Post-game coverage from conservative media featured a similar take.

“The Dodgers lost tens of thousands in revenue and embarrassed themselves to appease the far left,” according to the headline at Clay Travis’s OutKick. “The lack of attendance almost certainly cost the team tens of thousands of dollars in revenue, if not significantly more,” said the article, which included multiple mid-game photos of some empty seats. “The team lost out on merchandise sales, food and beverage and parking revenue from fans who declined to use their seats or avoided the game.”

“Beyond the decreased revenue from one game, the team’s suffered possible irreparable damage to their reputation,” according to OutKick.

But “possible” is doing a lot of work in that sentence because the Dodgers ain’t going broke anytime soon.

The pre-game video showing a smattering of fans inside the park when the Sisters were highlighted was not compelling. Dodger fans notoriously arrive late and leave early, in part due to traffic. Conservative protests outside the stadium that day likely didn’t help the arrival process. And even if people don’t attend or aren’t sitting in their seats, the team has already pocketed the money from ticket sales.

The Sisters of Perpetual Indulgence are brought onto the field for Pride Night before a game between the Los Angeles Dodgers and the San Francisco Giants at Dodger Stadium on June 16 in Los Angeles. (Meg Oliphant/Getty Images)

The Dodgers posted $581 million in revenue in 2022 and have an estimated worth of $4.8 billion, according to Forbes. So the potential to lose “tens of thousands of dollars” on a single game isn’t a big deal, particularly because there’s no evidence the team suffered financially through the rest of the year.

The Dodgers led all of Major League Baseball in attendance for the 10th consecutive year, and it wasn’t even close. The Dodgers averaged 47,371 fans per game in 2023, according to ESPN, more than 6,000 fans per game more than the second-highest team in attendance, the New York Yankees. The Dodgers were also the third-biggest draw for a road team (behind the Chicago Cubs and Yankees), so their popularity isn’t unique to L.A., and fans around the country don’t appear to be boycotting them, at least not effectively.

Overall, Major League Baseball is thriving, despite drawing conservative ire for more than two years.

Republicans have been upset since at least 2021, when MLB decided to move the All-Star Game from Atlanta to Denver after Georgia Republicans passed a law to make it more difficult to vote. And teams beyond the Dodgers received criticism for their own Pride Nights highlighting the LGBTQ community. And yet, baseball just experienced its largest growth in 30 years. Total attendance was up nearly 10 percent from 2022, and spectators set streaming records (12.7 billion minutes on MLB.TV).

··········

Assignment 1:
Answer these questions from the article on the Dodgers' Pride Night:
(a) According to Forbes, how much revenue did the Dodgers post in 2022?
(b) According to ESPN, how many fans per game did the Dodgers average in 2023?
(c) In 2021, to which city did MLB move the All-Star Game?
Assignment 2:
Translate this sentence from the article on the Dodgers' Pride Night into Spanish: "Dodger fans notoriously arrive late and leave early, in part due to traffic."
Assignment 3:
Reproduce the part of the article on the Dodgers' Pride Night that starts with "The pre-game video" and goes on through "from ticket sales.".
The records were drawn from a separate source.

[Dataset entries]
··········

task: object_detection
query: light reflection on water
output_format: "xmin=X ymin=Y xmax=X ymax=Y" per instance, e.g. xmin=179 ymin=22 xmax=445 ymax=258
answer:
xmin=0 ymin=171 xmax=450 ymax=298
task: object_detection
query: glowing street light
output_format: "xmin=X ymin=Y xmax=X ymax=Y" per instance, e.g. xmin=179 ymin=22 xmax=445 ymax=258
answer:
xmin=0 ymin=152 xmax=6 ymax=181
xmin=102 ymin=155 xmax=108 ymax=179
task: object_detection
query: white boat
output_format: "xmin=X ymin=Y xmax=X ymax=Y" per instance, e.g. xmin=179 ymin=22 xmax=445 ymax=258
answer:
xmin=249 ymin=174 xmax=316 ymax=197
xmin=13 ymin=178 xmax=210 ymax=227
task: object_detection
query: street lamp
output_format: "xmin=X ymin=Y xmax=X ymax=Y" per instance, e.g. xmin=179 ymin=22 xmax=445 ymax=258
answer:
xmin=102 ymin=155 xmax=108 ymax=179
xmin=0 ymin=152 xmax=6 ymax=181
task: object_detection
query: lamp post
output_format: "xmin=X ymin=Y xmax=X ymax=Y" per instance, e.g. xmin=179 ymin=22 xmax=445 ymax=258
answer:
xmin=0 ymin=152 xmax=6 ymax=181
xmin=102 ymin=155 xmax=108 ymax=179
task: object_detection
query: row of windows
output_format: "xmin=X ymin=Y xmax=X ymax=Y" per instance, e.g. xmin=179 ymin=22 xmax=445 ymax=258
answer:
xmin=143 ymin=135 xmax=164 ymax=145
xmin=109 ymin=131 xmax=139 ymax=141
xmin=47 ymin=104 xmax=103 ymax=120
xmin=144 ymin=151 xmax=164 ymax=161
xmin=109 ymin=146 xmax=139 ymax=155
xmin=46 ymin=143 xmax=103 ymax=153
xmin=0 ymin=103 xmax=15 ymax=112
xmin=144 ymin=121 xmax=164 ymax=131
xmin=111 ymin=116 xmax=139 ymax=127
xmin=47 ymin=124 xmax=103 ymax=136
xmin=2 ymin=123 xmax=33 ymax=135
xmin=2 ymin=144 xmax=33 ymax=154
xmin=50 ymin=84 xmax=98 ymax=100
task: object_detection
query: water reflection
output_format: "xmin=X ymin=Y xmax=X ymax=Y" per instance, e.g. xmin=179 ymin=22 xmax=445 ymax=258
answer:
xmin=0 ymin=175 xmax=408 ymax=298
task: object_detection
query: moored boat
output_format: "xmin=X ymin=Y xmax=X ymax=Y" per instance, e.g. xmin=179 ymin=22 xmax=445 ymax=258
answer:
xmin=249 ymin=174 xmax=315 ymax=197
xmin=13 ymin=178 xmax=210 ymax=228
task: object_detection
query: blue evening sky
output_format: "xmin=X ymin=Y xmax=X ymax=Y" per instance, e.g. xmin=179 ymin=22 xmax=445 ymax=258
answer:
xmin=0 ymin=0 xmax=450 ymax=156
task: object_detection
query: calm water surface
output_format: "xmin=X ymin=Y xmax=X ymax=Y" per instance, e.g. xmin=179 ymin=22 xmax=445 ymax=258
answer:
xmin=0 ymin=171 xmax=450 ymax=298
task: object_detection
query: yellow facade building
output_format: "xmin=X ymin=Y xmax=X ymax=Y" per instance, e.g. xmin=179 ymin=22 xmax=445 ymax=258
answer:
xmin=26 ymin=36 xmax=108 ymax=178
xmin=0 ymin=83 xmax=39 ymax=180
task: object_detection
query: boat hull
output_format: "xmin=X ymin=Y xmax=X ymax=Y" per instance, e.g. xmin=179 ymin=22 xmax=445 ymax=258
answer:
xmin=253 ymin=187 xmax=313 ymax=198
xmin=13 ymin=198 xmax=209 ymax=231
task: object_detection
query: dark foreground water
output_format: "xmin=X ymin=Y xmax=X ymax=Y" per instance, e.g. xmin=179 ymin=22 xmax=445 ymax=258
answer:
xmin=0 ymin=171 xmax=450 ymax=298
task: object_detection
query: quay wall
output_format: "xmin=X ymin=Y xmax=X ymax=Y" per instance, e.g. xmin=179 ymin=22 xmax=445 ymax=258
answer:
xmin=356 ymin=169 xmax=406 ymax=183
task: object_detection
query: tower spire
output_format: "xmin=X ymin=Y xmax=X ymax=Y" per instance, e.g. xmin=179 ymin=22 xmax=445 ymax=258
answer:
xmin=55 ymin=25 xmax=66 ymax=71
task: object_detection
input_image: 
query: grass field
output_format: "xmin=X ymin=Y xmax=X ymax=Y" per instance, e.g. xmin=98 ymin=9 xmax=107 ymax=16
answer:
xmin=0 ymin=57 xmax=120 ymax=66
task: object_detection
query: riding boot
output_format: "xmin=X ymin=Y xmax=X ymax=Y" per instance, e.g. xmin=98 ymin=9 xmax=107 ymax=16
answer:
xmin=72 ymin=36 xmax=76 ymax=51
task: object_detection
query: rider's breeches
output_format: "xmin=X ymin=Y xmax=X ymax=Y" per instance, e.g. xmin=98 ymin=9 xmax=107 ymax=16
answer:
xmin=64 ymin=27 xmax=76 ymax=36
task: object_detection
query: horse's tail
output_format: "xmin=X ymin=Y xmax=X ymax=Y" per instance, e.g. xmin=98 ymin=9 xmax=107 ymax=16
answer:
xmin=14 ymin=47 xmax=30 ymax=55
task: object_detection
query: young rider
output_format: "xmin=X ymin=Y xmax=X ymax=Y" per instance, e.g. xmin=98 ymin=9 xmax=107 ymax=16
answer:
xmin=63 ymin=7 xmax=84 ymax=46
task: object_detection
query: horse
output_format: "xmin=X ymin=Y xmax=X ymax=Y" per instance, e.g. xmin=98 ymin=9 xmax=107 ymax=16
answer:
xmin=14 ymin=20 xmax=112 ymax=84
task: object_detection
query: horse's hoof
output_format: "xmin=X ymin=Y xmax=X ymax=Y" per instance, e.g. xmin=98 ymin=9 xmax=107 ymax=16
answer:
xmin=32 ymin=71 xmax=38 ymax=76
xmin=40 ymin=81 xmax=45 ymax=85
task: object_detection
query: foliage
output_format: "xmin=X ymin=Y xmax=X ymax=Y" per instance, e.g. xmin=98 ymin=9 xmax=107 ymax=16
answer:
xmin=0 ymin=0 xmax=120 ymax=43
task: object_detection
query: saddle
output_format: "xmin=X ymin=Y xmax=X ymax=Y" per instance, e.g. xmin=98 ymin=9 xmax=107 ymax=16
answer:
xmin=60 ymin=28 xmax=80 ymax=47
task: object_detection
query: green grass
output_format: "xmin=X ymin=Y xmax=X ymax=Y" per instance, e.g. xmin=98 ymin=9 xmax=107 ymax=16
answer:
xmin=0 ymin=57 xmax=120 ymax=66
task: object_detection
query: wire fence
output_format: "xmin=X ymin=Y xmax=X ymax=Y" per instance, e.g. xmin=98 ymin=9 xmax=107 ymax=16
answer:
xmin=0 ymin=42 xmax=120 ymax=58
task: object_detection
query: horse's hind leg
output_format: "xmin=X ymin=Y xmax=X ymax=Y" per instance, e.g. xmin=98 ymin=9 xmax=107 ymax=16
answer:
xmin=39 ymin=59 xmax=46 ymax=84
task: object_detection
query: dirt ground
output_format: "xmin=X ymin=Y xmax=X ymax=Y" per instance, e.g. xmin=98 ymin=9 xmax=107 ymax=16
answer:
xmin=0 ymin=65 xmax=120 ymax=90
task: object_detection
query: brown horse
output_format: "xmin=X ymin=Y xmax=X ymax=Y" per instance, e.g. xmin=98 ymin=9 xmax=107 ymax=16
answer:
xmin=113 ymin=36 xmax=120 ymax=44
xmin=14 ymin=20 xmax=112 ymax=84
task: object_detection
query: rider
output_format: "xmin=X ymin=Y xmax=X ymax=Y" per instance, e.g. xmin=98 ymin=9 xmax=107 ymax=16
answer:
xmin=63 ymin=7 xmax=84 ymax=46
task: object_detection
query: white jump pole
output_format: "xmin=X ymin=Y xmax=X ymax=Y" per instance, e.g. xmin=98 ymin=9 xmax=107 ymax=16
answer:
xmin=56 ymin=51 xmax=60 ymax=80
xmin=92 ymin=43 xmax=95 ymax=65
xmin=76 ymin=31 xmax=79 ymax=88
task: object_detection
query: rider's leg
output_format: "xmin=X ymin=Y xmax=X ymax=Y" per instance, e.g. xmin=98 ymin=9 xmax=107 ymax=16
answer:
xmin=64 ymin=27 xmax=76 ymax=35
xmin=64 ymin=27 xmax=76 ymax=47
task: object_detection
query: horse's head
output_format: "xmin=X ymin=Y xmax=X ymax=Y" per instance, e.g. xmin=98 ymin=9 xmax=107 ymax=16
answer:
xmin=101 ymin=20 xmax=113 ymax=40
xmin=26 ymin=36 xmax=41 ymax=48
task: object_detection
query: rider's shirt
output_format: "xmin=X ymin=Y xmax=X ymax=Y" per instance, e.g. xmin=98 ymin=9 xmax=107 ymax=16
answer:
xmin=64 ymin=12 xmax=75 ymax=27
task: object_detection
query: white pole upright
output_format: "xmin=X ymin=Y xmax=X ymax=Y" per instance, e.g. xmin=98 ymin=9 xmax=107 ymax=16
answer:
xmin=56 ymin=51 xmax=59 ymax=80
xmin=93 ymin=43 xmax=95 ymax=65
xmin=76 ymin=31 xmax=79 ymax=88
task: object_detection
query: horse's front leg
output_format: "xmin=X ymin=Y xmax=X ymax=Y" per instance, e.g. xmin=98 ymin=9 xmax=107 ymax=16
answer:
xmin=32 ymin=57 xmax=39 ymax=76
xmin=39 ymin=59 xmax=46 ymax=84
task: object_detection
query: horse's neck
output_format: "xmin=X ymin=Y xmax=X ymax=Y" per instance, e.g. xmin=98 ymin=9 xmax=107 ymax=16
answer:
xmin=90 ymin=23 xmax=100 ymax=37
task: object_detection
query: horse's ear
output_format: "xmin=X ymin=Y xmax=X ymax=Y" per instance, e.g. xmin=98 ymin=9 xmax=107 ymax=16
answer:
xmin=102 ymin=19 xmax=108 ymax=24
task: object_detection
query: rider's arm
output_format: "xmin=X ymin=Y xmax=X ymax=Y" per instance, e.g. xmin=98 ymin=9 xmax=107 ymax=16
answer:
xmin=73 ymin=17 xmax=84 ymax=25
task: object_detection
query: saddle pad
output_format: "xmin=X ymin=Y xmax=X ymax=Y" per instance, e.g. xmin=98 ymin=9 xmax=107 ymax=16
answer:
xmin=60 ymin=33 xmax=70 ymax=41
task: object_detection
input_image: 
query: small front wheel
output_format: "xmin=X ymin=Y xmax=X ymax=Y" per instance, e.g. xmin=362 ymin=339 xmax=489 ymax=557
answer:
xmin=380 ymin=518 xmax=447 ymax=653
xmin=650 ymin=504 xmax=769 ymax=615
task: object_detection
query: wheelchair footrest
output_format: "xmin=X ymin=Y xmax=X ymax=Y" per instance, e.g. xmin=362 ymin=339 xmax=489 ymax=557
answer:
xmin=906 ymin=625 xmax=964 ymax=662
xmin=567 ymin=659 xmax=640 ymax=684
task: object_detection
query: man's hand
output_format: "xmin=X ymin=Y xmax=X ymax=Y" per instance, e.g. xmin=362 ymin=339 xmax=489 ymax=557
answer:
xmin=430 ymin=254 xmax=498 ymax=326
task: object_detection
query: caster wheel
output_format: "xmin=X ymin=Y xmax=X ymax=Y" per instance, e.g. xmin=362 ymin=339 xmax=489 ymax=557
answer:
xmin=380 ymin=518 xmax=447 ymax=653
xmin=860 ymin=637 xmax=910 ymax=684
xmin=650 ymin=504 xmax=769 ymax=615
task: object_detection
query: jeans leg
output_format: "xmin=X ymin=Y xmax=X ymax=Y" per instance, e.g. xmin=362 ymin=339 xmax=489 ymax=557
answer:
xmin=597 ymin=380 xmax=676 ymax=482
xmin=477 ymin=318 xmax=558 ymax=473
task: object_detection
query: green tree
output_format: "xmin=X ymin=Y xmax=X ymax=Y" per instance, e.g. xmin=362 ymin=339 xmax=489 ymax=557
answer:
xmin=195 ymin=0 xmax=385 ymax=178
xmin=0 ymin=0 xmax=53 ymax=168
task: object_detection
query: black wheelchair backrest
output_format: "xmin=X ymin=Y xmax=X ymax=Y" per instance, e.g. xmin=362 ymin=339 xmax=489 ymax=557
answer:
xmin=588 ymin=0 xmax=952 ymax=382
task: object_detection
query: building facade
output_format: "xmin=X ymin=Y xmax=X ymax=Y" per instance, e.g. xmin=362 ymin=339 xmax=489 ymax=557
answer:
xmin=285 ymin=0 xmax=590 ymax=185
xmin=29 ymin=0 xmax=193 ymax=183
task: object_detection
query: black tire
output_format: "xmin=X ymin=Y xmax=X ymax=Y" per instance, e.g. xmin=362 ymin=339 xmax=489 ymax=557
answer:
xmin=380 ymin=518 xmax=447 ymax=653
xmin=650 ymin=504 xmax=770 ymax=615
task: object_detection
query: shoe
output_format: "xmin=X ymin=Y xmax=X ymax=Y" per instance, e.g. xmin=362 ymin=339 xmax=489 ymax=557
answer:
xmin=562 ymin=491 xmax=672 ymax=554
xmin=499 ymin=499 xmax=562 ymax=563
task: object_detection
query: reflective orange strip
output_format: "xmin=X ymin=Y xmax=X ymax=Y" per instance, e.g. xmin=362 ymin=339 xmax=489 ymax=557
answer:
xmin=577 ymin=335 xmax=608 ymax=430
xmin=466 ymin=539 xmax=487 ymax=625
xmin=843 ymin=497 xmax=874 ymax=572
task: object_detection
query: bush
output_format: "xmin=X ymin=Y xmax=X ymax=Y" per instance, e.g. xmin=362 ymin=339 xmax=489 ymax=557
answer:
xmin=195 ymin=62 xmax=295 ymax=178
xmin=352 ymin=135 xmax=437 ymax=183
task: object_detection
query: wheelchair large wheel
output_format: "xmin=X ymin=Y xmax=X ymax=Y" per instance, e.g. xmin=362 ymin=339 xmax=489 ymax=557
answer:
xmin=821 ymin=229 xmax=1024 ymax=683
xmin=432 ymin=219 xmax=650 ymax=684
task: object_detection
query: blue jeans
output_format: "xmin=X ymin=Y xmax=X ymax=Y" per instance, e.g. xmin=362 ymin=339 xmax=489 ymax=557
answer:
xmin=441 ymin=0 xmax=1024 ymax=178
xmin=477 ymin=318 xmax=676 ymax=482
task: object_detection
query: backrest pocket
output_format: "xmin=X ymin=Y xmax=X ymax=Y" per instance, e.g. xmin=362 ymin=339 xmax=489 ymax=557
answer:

··········

Solution 1:
(a) $581 million
(b) 47,371
(c) Denver

Solution 2:
Los aficionados de los Dodgers son conocidos por llegar tarde y marcharse temprano, en parte debido al tráfico.

Solution 3:
The pre-game video showing a smattering of fans inside the park when the Sisters were highlighted was not compelling. Dodger fans notoriously arrive late and leave early, in part due to traffic. Conservative protests outside the stadium that day likely didn’t help the arrival process. And even if people don’t attend or aren’t sitting in their seats, the team has already pocketed the money from ticket sales.